OBIETTIVO: Nel brano sul futuro delle città, quanto è durato il lockdown da cui si dice di aver tratto una lezione?

Eventi e luoghi che faranno le città: il futuro, capitolo 1

Written by La redazione il 5 May 2020
Aggiornato il 11 May 2020

Quante volte siamo partiti DA ZERO?
Quante volte eravamo lì, abbiamo visto cambiare tutto ma ce ne siamo resi conto solo dopo, come se fosse successo per magia? Qual è il segreto?

Zero riparte dalla città, in un viaggio avanti e indietro sulla linea del tempo. Dagli ultimi 30 anni del passato, da cui sembriamo lontanissimi e da cui prendere il meglio. Dal presente in cui è impossibile andare avanti, è impossibile tornare indietro, in cui siamo immobili e soffriamo. Dal futuro che pretende immaginazione.

Forse, prima ancora di immaginarsi come sarà un collettivo, bisognerebbe dire che dal collettivo bisognerà ripartire per necessità di cose. Perché una lezione che abbiamo capito in questi due mesi di lockdown è che la prospettiva di una vita solitaria – rinchiusi tra le mura di casa e con un’interfaccia digitale a fare da finestra sul resto della socialità – non è desiderabile né desiderata da nessuno, con buona pace della retorica del disagio e della sociopatia che tanto aveva preso piede.

Righe tratte da un dataset:

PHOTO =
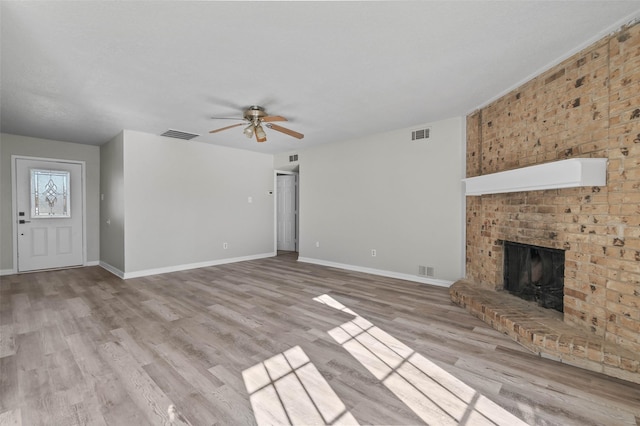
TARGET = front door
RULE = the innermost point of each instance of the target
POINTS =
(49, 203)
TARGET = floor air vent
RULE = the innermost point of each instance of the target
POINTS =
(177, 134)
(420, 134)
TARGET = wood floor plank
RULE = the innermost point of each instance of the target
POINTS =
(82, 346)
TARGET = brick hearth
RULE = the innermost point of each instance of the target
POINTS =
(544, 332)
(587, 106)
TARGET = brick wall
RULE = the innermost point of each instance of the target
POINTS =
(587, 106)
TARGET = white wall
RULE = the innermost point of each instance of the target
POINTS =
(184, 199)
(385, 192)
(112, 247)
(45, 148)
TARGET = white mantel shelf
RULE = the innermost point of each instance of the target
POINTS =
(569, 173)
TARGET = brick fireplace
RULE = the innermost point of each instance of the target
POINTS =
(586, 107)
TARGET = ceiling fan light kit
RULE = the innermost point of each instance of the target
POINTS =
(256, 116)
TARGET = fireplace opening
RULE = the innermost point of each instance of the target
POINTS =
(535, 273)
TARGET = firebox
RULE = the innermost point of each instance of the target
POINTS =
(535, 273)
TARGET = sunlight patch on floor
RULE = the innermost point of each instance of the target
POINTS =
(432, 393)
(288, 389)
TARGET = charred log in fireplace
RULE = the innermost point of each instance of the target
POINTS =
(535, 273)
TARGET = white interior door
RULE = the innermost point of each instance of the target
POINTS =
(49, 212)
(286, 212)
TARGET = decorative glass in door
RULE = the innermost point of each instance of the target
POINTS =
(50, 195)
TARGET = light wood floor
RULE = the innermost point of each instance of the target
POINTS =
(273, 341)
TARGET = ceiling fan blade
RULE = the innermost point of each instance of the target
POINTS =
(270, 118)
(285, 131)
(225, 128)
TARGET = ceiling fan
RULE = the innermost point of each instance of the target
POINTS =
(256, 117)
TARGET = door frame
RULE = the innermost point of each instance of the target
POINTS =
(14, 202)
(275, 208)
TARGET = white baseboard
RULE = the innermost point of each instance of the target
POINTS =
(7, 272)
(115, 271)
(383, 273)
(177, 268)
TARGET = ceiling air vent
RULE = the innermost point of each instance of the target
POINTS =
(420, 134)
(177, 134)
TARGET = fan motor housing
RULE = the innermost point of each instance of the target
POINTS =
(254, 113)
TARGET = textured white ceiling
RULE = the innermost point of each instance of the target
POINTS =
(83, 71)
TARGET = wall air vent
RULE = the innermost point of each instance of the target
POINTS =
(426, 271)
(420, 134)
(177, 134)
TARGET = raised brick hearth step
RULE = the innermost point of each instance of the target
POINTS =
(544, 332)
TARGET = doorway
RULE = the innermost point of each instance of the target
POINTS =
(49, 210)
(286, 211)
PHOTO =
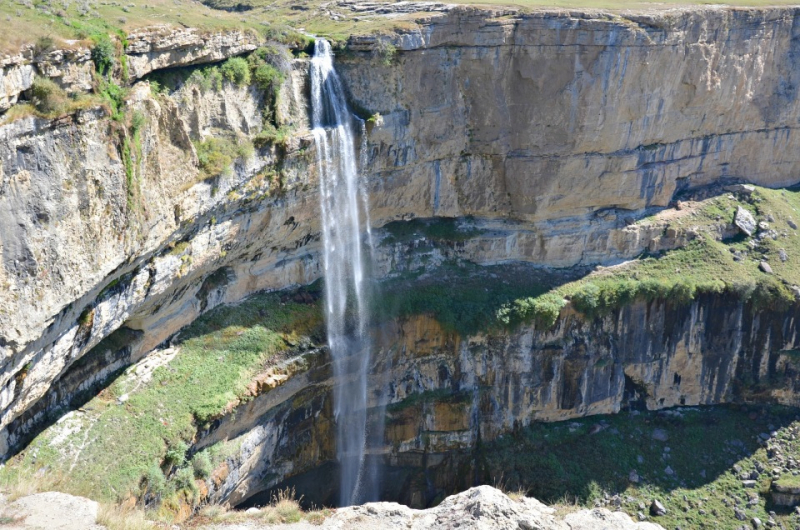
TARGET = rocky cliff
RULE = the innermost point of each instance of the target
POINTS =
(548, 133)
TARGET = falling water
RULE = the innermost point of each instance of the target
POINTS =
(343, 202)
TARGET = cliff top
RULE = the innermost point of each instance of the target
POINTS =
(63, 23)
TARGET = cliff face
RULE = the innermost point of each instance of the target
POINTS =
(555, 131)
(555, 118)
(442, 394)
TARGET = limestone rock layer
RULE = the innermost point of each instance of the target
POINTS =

RISPOSTA CORRETTA: Due mesi.